## WHAT IS BEING ASKED
Where an entry contains a picture, omit the picture and repeat the rest exactly.

## AVAILABLE DATA
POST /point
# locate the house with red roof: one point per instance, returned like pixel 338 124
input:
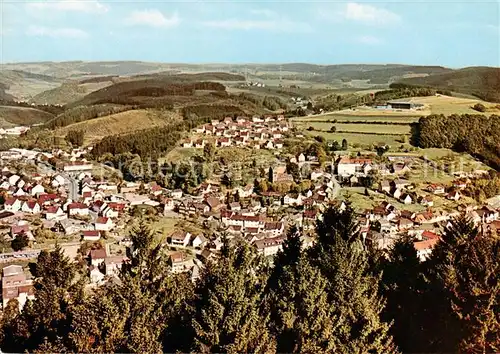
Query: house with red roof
pixel 104 224
pixel 31 207
pixel 78 209
pixel 54 212
pixel 13 204
pixel 424 248
pixel 91 235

## ANSWER TO THIS TASK
POST /point
# locate the house with red roof: one point per instance, returned like pixel 338 124
input:
Query: house with red roof
pixel 104 224
pixel 31 207
pixel 78 209
pixel 54 212
pixel 13 204
pixel 424 248
pixel 91 235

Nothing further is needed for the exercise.